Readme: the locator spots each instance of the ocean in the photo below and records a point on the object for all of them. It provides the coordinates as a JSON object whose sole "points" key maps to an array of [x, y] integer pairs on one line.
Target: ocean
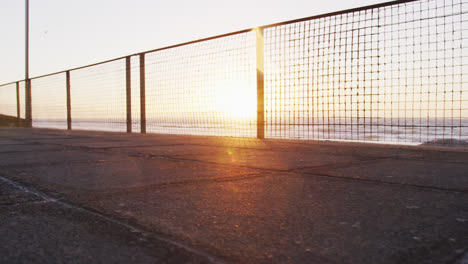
{"points": [[377, 130]]}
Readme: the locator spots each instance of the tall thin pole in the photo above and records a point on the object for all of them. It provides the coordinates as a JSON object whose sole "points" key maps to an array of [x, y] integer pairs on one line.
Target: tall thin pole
{"points": [[28, 100], [27, 41]]}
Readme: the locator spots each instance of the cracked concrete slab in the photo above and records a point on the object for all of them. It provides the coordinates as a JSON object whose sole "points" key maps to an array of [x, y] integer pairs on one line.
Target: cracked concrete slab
{"points": [[291, 218], [434, 174]]}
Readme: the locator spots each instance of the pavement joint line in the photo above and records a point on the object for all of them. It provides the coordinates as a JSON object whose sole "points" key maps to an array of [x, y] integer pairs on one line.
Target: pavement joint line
{"points": [[23, 203], [341, 164], [421, 186], [39, 164], [130, 227], [118, 191]]}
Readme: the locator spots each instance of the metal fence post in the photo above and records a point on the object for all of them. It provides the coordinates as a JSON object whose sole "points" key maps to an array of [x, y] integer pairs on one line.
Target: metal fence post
{"points": [[28, 102], [142, 94], [18, 107], [129, 93], [68, 101], [260, 85]]}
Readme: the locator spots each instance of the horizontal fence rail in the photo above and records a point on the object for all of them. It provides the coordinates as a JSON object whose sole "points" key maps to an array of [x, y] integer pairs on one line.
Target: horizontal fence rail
{"points": [[389, 73]]}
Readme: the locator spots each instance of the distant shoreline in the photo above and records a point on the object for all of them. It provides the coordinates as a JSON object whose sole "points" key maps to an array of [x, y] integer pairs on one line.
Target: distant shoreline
{"points": [[11, 121]]}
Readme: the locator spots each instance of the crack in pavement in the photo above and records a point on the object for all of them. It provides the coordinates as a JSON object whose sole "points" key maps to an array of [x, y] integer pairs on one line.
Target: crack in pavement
{"points": [[131, 228]]}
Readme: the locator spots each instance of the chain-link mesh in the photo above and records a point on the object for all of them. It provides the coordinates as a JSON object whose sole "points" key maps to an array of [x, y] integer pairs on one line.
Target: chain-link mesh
{"points": [[393, 72], [8, 100], [49, 101], [98, 97], [206, 88], [388, 74]]}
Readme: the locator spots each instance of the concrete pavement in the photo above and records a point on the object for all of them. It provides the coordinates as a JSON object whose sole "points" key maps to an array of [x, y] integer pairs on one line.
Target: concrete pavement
{"points": [[113, 197]]}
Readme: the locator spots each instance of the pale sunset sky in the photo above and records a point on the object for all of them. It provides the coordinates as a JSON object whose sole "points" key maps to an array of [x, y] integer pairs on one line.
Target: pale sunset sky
{"points": [[72, 33]]}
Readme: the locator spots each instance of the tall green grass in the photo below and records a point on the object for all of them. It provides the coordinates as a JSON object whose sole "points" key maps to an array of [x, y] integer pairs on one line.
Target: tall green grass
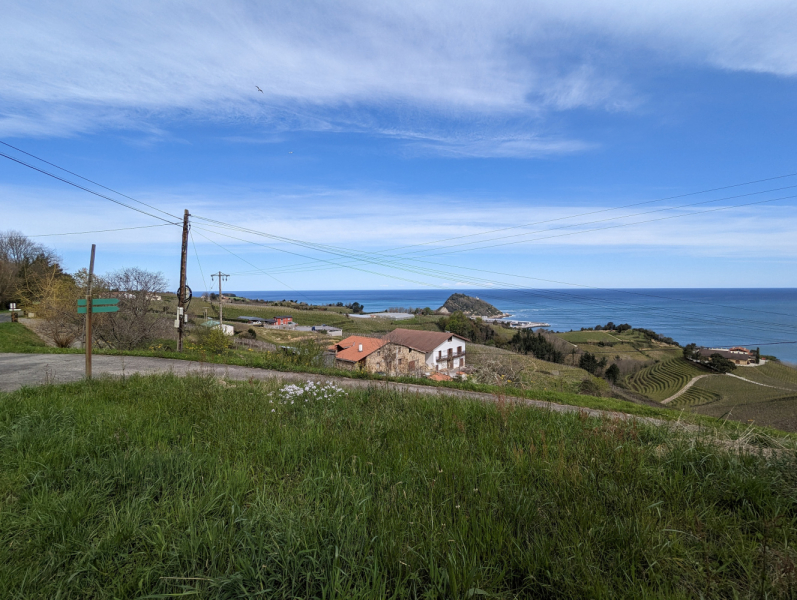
{"points": [[15, 337], [160, 487]]}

Task goal: Rewrite all of the records above with "locator" replaced by "point finder" wherever it occurs, keeping everything else unchanged and leaving out the pictures.

Expected answer:
Readme: the point finder spots each instance of the ocean in the photo below and records a point on the object for all of them. It provides the coordinates as a JSON object whose sole "points" key maps to an array of [x, y] integer pairs on one line.
Target: ocean
{"points": [[377, 130]]}
Readme: the point finder spots each instance of the tall thin pole in the photo above and records a point on the object for all of them. It provides the coordinates as a JSON object whose sole "points" key maps to an array of [x, y] integer pairs on one line.
Target: tall thin pole
{"points": [[28, 100], [27, 41]]}
Readme: the point finder spots each instance of the cracked concrete slab in the photo above and records a point on the object for all of them. It provides the coordinates as a JSON object whose sole "points" key maps to an array of [x, y] integer pairs on one line.
Target: cracked concrete slab
{"points": [[291, 218], [434, 174]]}
Readme: the point finder spots each instance of the pavement joint line in the photo above and records a point on the object for all of them. It provides the coordinates as a JSON object whose sole "points" key maps to an array of [x, y] integer pairs on one line.
Target: pavement joint line
{"points": [[23, 203], [341, 164], [421, 186], [39, 164], [130, 227], [118, 191]]}
Readme: the point finder spots each instance of the metal fence post in the photo above and records a point on the object for all of them. It provides the coordinates as a JSON object whose sole "points" key maps to an array of [x, y] integer pairs on one line.
Target: metal fence post
{"points": [[28, 102], [142, 94], [18, 107], [129, 93], [68, 101], [260, 85]]}
Readme: the point finder spots each instance of the horizontal fence rail in the photo above and records a point on the object for all of them. It provides the coordinates as a JSON object whose sole "points" key maps to an array of [x, y] integer pairs on one line.
Target: horizontal fence rail
{"points": [[389, 73]]}
Readme: the point finder spots each instance of the distant shoreline in the photo above and records a point on the object for all of them. It provides the coordinates as a JSON object whose sole "points" key maps to an array of [x, y] integer pairs on one line.
Target: distant shoreline
{"points": [[11, 121]]}
Readme: the point finder spots each instance of the crack in pavement in the photo above and records a point on the object for all of them. It provides the coordinates as a JSON object whose sole "points" key maps to an array of [x, y] integer pairs on one line.
Target: crack in pavement
{"points": [[131, 228]]}
Readme: the point finder spots each instance of the chain-link mesh in the photo above and records a point on the object for all of them. It provides the coordinates as a JSON object whose sole "points" key maps to an array of [x, y] integer pairs on one line.
Target: chain-link mesh
{"points": [[393, 72], [8, 100], [49, 101], [98, 97], [206, 88], [388, 74]]}
Readme: the point finder spots each instance of the concrete pavement in the photo above and records a point on the object for all of them. It provides the coordinates as a JSON object whose sole "points" key maps to an array of [x, y] integer pairs on one line.
Target: concrete pavement
{"points": [[113, 197]]}
Readme: the point finder spots each instance of the pale sunset sky in the photo above and records a point on the object for all of them. It provides the coordinates as a JSON object whose sole "points" key maps to an array of [x, y] integer pairs on one line.
Target: pale sunset sky
{"points": [[72, 33]]}
Readme: the point finder spots each instance of the tall green grass in the photo below and records a point on the object for all of them. It provides the coordinates as a JSON object whose sole "points" key maps to an array of [x, y] integer pairs on one line.
Target: tall green grass
{"points": [[15, 337], [160, 487]]}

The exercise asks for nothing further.